═════ Data for processing ═════

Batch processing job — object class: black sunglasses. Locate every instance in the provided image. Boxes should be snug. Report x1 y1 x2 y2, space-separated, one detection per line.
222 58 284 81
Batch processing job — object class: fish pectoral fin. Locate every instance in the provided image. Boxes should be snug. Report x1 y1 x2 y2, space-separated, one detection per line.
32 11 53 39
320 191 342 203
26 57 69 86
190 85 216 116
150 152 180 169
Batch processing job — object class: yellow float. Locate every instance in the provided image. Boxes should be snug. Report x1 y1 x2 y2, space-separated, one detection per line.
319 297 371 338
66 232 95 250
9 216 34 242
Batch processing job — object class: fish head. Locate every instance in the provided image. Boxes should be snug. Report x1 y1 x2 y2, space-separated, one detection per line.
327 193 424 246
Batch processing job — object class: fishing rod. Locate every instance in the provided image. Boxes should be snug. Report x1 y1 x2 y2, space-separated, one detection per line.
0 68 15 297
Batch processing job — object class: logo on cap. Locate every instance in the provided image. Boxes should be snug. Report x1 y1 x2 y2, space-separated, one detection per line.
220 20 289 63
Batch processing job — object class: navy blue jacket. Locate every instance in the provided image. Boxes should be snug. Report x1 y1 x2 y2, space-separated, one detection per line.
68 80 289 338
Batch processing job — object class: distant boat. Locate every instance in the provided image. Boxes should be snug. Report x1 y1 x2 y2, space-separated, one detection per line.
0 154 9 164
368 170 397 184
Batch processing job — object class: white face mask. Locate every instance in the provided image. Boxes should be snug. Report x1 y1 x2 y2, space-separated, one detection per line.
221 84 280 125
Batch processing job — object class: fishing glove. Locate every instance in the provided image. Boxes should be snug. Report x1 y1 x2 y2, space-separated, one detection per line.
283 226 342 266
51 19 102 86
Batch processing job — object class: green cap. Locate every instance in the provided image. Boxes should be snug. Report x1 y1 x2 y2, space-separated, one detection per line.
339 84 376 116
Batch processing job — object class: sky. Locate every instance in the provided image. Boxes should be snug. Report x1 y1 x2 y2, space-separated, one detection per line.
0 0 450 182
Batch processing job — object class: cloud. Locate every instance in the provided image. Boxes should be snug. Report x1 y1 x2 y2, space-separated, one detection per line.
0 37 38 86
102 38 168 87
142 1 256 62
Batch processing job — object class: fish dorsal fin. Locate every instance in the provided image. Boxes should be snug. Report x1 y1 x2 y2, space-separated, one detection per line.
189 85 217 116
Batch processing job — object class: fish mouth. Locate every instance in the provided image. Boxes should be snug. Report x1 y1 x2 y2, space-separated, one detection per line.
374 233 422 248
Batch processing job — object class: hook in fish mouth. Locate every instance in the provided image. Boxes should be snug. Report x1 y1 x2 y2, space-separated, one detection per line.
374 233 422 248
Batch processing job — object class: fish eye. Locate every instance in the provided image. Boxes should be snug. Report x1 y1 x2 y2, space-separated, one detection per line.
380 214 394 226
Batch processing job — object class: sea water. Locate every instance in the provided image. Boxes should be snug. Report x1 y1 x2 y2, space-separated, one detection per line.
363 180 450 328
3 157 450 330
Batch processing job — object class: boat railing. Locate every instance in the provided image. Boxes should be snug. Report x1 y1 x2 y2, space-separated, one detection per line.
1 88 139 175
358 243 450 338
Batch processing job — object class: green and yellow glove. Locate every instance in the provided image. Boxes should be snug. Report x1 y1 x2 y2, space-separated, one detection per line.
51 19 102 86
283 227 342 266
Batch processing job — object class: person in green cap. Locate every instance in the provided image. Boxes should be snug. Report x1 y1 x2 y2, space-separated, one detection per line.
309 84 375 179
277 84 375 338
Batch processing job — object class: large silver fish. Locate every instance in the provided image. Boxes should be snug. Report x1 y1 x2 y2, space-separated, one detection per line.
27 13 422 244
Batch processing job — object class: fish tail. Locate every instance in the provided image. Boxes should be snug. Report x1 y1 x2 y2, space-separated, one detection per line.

═════

■ **Do this**
Rewrite every line of the records from the first one through the line containing "150 152 180 169", inclusive, keeping the requests unchanged and adding -141 to each bounding-box coordinate in the answers.

■ **Finished task**
Batch processing job — object class: black sunglasses. Locate every instance in the provided image. Boxes should be snug. Report x1 y1 x2 y2, space-separated, one detection per line.
81 -83 143 -60
Batch processing job — object class: fish pectoral fin. Locate every instance in the provided image. Boxes should be snug. Report x1 y1 x2 y2, space-separated, one detection per line.
-109 -130 -88 -102
179 50 201 62
-115 -84 -72 -55
49 -56 75 -25
9 11 39 28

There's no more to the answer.